Pointing dataset entries
= = = =

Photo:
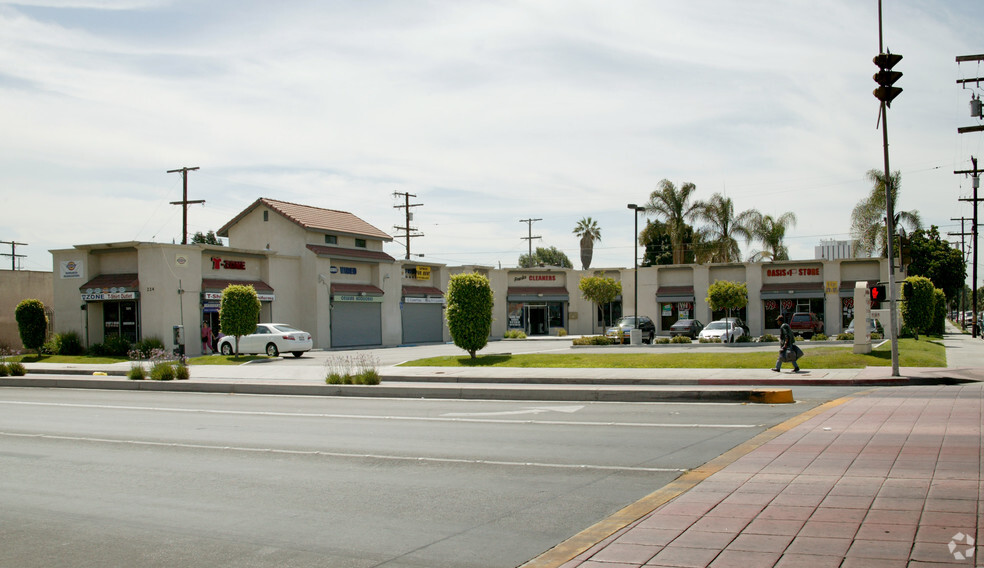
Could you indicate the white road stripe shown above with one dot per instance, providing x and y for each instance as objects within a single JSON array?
[
  {"x": 381, "y": 417},
  {"x": 420, "y": 459}
]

= = = =

▶ [TASK OBJECTIVE]: Pull out every line of the entries above and reproduce it word for word, omitting the pictures.

▶ [EXPECTED ANSWER]:
Photo:
Could you indicate the white road stripe shown above with one dot per instance, providing x and y for each instance as objects within a single JSON array?
[
  {"x": 381, "y": 417},
  {"x": 420, "y": 459}
]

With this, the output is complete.